_Exercise description_: All lines from the one with "sample | [410, 72]" through the final line below are to be reproduced exactly; omit the others.

START Source data

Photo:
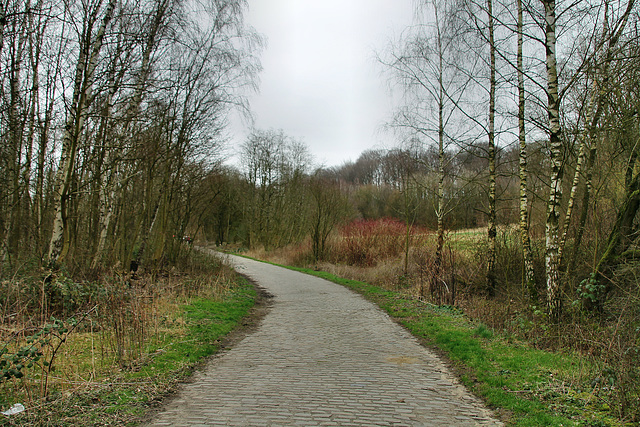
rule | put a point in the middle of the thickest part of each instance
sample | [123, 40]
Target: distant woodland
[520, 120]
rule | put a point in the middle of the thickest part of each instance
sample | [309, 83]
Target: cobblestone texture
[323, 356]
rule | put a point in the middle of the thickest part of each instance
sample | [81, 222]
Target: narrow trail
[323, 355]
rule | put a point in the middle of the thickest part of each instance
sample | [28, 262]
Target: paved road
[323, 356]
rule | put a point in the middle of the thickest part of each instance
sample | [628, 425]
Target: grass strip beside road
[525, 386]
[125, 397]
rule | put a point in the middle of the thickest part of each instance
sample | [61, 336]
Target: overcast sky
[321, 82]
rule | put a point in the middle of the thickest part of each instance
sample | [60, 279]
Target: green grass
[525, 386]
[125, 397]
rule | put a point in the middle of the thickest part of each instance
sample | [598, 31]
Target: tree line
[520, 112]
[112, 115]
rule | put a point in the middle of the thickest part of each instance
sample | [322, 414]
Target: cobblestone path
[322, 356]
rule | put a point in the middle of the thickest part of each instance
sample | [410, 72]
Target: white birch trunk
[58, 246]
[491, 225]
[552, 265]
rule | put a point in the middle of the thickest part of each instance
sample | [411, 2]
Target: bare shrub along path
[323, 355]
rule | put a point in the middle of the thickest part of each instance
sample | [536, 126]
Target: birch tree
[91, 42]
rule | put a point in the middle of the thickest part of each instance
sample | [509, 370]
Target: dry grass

END Source data

_Result below_:
sample | [410, 72]
Target: white birch trunk
[58, 246]
[491, 225]
[552, 265]
rule | put a point in the middle of the thickest part of each instance
sample | [411, 2]
Target: bare shrub along path
[323, 355]
rule | put a point in the middle of the thickest part of each instance
sample | [536, 126]
Target: birch tree
[91, 42]
rule | put a point in the middle of the thickest part of each instance
sample | [509, 370]
Target: dry grass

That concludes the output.